- _Consigne_:
Indiquez si chaque affirmation concorde avec le texte sur l’utilitarisme ci-dessous, en répondant par oui ou par non et en citant mot pour mot les termes décisifs du texte. (a) L’utilitarisme systématique tient l’avantage personnel de l’agent pour l’unique but possible des actions humaines. (b) Quelques exemples bien choisis suffisent à fournir une base expérimentale à la thèse des professeurs en titre. (c) Charles Fourier figure parmi les professeurs en titre dont les dés sont pipés.

Les extrêmes se touchent ; parfois même ils s’emboîtent les uns dans les autres et se confondent. En passant de certaine morale dévote à la doctrine du plaisir, nous ne ferions qu’élargir le même sujet. L’utilitarisme systématique pose en principe le prétendu fait que l’avantage personnel de l’agent, c’est-à-dire au fond son plaisir, est l’unique but possible de toutes les actions humaines. Ce que nous en avons dit plus haut nous permettra d’abréger ici la discussion de cette doctrine. Machiavel, Hobbes, Spinosa, d’un côté ; de l’autre, Ovide, Parny, Brillat-Savarin, Charles Fourier, qui les combine, nous semblent les vrais maîtres de cette académie et les seuls beaux joueurs. Quant à ses professeurs en titre, leurs dés sont pipés. Ce qu’ils disent, nous le savons tous. Ils enseignent, comme résultat de l’expérience, que le moyen d’obtenir personnellement le plus de satisfaction se trouve dans la conduite qui en procure le plus à la communauté ; de sorte que, loin de poursuivre directement son propre avantage, un homme au fait de ses intérêts s’évertue à grossir la somme totale des biens sociaux, en spéculant sur la répartition du dividende. Si l’on demande par quelle méthode la preuve d’un fait pareil pourrait être tentée, on aperçoit à l’instant qu’elle est impossible, quelques exemples choisis à plaisir ne pouvant constituer une base expérimentale.

- _Enregistrements affichés_:
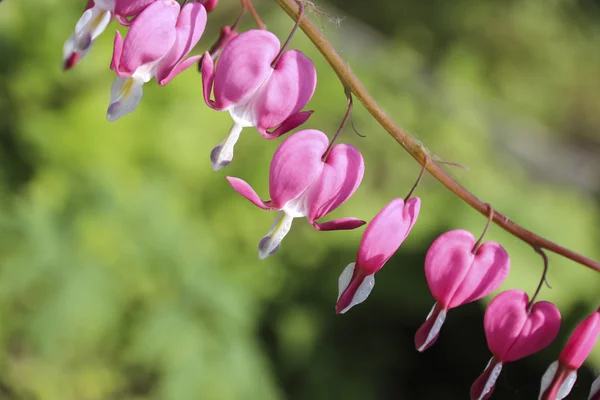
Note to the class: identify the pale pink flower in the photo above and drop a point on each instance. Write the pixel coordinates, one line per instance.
(93, 22)
(457, 276)
(302, 185)
(595, 390)
(256, 94)
(156, 45)
(382, 238)
(559, 378)
(514, 330)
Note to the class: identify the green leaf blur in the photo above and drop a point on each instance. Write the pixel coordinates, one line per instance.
(129, 269)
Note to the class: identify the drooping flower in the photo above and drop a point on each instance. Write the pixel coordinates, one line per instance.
(559, 378)
(382, 238)
(456, 275)
(302, 185)
(95, 18)
(209, 4)
(255, 93)
(514, 329)
(156, 45)
(595, 391)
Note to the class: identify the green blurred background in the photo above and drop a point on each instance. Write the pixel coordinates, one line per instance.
(129, 269)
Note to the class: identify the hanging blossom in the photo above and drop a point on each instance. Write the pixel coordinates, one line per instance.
(459, 271)
(302, 185)
(255, 93)
(561, 375)
(514, 329)
(157, 44)
(595, 391)
(382, 238)
(93, 22)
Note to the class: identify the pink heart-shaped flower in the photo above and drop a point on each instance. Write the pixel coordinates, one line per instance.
(513, 332)
(456, 276)
(342, 174)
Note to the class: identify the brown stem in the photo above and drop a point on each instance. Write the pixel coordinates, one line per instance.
(417, 182)
(542, 281)
(415, 149)
(342, 124)
(292, 33)
(247, 5)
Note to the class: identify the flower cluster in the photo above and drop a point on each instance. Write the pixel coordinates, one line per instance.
(263, 85)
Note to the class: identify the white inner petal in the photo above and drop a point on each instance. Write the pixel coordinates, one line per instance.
(548, 377)
(108, 5)
(222, 154)
(244, 114)
(567, 385)
(435, 329)
(491, 380)
(363, 291)
(345, 278)
(271, 243)
(595, 388)
(297, 207)
(125, 95)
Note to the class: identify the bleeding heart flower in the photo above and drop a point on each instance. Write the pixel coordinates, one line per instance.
(95, 19)
(382, 238)
(302, 185)
(156, 46)
(514, 330)
(255, 93)
(457, 276)
(209, 4)
(560, 377)
(595, 391)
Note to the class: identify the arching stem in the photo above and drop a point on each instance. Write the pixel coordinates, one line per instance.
(342, 125)
(415, 149)
(247, 5)
(418, 181)
(487, 226)
(542, 281)
(292, 33)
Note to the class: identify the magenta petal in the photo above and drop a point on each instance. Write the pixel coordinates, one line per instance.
(246, 190)
(151, 36)
(287, 91)
(342, 173)
(595, 390)
(291, 123)
(386, 232)
(129, 8)
(512, 333)
(208, 79)
(296, 165)
(190, 27)
(182, 66)
(456, 276)
(581, 342)
(117, 51)
(243, 67)
(341, 224)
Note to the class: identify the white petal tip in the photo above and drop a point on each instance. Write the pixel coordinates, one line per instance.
(344, 279)
(265, 247)
(595, 388)
(566, 385)
(219, 159)
(491, 382)
(435, 328)
(361, 294)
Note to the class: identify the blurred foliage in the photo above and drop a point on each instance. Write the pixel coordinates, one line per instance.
(128, 268)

- _Corrigé_:
(a) Oui : « l’avantage personnel de l’agent, c’est-à-dire au fond son plaisir, est l’unique but possible de toutes les actions humaines ».
(b) Non : « quelques exemples choisis à plaisir ne pouvant constituer une base expérimentale ».
(c) Non : « Charles Fourier, qui les combine, nous semblent les vrais maîtres de cette académie et les seuls beaux joueurs ».